Entries for pointing and labeling
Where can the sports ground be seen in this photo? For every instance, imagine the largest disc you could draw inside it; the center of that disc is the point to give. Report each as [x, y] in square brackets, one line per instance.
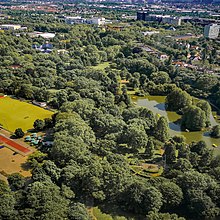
[17, 114]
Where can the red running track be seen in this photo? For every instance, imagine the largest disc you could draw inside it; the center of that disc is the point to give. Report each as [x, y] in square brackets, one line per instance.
[14, 144]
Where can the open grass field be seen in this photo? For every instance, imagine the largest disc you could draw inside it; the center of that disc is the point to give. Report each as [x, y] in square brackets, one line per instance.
[101, 66]
[10, 163]
[17, 114]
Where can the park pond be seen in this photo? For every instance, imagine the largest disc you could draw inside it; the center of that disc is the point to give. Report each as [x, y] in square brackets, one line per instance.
[157, 105]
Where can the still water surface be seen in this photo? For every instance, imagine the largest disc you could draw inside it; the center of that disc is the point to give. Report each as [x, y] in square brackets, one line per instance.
[157, 105]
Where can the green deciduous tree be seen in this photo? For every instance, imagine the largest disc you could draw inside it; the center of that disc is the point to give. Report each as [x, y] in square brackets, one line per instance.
[178, 99]
[194, 119]
[161, 130]
[19, 133]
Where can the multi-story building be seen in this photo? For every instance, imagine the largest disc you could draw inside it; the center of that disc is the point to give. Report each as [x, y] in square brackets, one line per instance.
[211, 31]
[145, 16]
[75, 20]
[98, 21]
[10, 27]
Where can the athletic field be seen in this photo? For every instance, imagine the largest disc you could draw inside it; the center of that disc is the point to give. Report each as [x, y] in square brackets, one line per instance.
[17, 114]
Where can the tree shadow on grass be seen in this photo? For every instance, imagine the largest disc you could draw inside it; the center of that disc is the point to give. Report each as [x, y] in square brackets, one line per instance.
[26, 166]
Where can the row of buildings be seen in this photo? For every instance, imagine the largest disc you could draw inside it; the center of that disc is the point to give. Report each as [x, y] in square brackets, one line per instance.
[145, 16]
[210, 30]
[80, 20]
[12, 27]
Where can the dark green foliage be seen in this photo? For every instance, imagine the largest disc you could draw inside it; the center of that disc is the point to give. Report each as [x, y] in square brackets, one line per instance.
[215, 132]
[161, 129]
[178, 99]
[39, 125]
[149, 151]
[194, 119]
[19, 133]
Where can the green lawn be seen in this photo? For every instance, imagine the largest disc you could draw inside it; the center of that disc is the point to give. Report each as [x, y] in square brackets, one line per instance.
[99, 215]
[101, 66]
[17, 114]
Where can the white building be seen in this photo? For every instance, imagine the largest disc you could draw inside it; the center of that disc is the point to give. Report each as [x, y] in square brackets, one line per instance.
[211, 31]
[98, 21]
[41, 34]
[149, 33]
[10, 27]
[171, 20]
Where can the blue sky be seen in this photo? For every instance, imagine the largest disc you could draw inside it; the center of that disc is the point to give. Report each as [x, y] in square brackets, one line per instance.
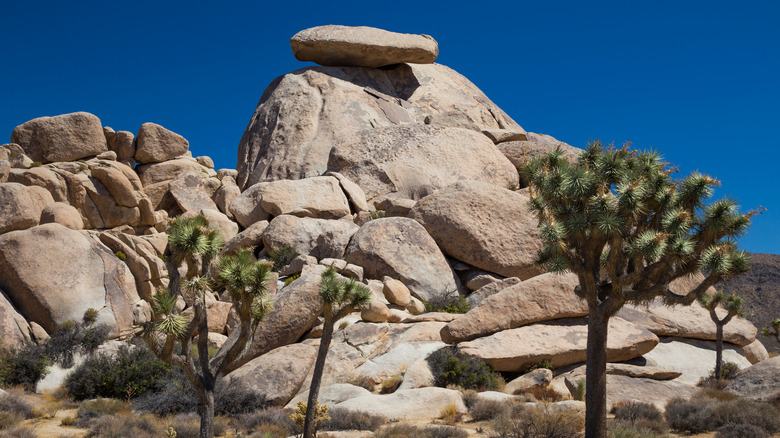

## Exercise description:
Rewrite every one of the lines above, swapping "in this photo" for "in this image" wherever it occurs and leaving everything else unchanged. Omit the pictures from your answer.

## Result of this exercise:
Where can the sports ground be seen in this image? For every instance, imagine the largest disc you could draw inside it; the center of that disc is the point to give. Report each as [x, y] in square brackets, one line per instance.
[17, 114]
Where can the red running track be seen in this image? For every instance, imagine the largest disc you could draw inside it; the center of that disc is the point to give. Report each as [x, y] in square brackets, one line per instance.
[14, 144]
Where can the open grass field be seen in this image? For every instance, imagine the largest disc you could draw inside it; the center of that disc is the point to give. Report each as [x, y] in square brackets, one line per instance.
[101, 66]
[10, 163]
[17, 114]
Where can the park pond be seen in this image? For every instance, imagine the largest disc you could draw inside it; the center of that disc is the point to give. Report each as [x, y] in square brackets, one line per instance.
[157, 105]
Where can the still water surface be seen in this image? For every instance, imagine the largest disc you could draw inside it; the center of that disc is the point to give. Report each as [x, y] in square brackets, one line per instance.
[157, 105]
Where can the green deciduous tree be seen in this image? For every instance, imagine the largest disc you could draw inside it; the center of that disc is the point to give. Report each as [x, y] in square brackets, one line per instance.
[178, 99]
[194, 119]
[161, 130]
[19, 133]
Where can the multi-story building be seen in this image? For every instance, imagine the largest disc you could draw inside it; the center of that disc is the point to give. Report each as [x, y] in square brackets, one line per instance.
[211, 31]
[145, 16]
[75, 20]
[98, 21]
[10, 27]
Where can the athletic field be seen in this image? For every instance, imagine the largest disc you could draw inside it; the center of that disc is the point to give. Report each as [x, y] in square brackets, one line per instance.
[17, 114]
Where can the tree shadow on grass be seen in this image? For every instance, imagine the largest disc you could draw inside it; the center of that disc is the point to give. Report each as [x, y] in square brackets, one line per instance.
[26, 166]
Where can the row of buildings be seen in this image? For every instance, imagine the largest disc you could draw inside it; the center of that disc is the point to give. Report each as [x, y] in square brackets, one line per instance.
[145, 16]
[210, 30]
[80, 20]
[12, 27]
Where can the dark green foliage be seen in this image? For every instance, imagine the largest disc you could draw inside it; the center of that disc is the point to give. Report each as [x, y] in square brackets, one line per instance.
[215, 132]
[161, 129]
[178, 99]
[39, 125]
[149, 151]
[194, 119]
[19, 133]
Where can the green lawn be seen in this image? For every instance, imagine the largest disc you could draw inside it; the center of that disc is the point to give. Report each as [x, y] in square brackets, one line per instance.
[99, 215]
[101, 66]
[17, 114]
Where can the white building be seen in this image? For every instance, imagine the largest disc you could draw inside it; the center of that disc is the point to give. Report each as [x, y] in square brackets, one line per instance.
[211, 31]
[98, 21]
[41, 34]
[149, 33]
[10, 27]
[171, 20]
Where can the blue sky be seen in this image? For every instance, imagine the largest disc you could draw inside it; the center of that disc is the point to give. Report each as [x, y] in square brackets, one line per instance.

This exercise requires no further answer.